> **Directives**
a - In the sparse set text, what date does the LAST CHANGE line give?
b - Transcribe the part of the sparse set text starting with "I have a hard" and going on through "for other languages.".
c - List every field label in the header comment block of the sparse set text.

I have a hard time believing the quoted advantages of sparse sets myself,
but it is a nice exercise where one can drop in a small Forth twist.
I like the code a lot better than what can be found for other languages.
-marcel
-- ------------------------------------------------------------------
(*
* LANGUAGE : ANS Forth with extensions
* PROJECT : Forth Environments
* DESCRIPTION : Sparse Set operations
* CATEGORY : Exercise
* AUTHOR : Marcel Hendrix
* LAST CHANGE : March 25, 2012, Marcel Hendrix
*)
NEEDS -miscutil
REVISION -sparseset "--- Sparse Sets Version 0.01 ---"
PRIVATES
DOC
(*
( From
http://programmingpraxis.com/ )
A clever data structure exists for storing sparse sets of integers
on the range 0 .. u-1. Performing initialization, lookup, and insertion
is O(1) while iteration is O(n), where n is the number of elements in
the set.

> **Source data**
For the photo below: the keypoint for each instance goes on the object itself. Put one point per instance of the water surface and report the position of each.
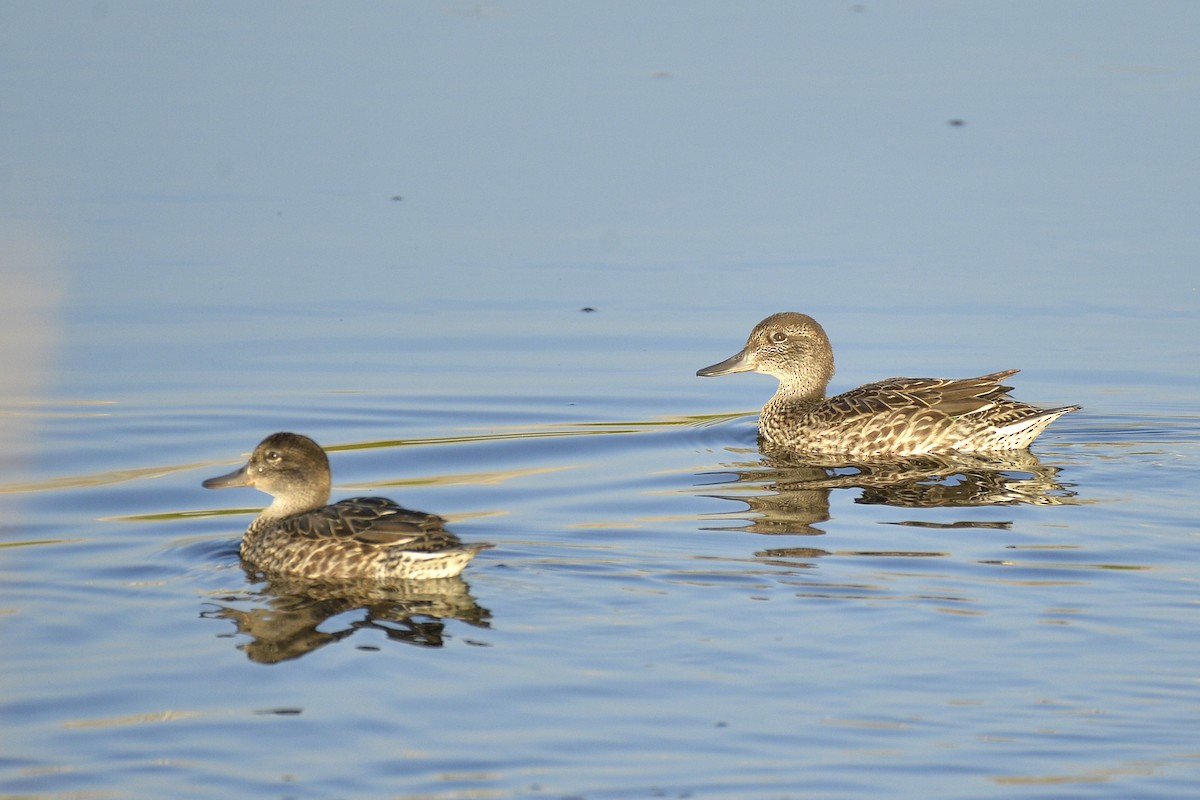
(382, 228)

> **Complete answers**
a - March 25, 2012

b -
I have a hard time believing the quoted advantages of sparse sets myself,
but it is a nice exercise where one can drop in a small Forth twist.
I like the code a lot better than what can be found for other languages.

c - LANGUAGE, PROJECT, DESCRIPTION, CATEGORY, AUTHOR, LAST CHANGE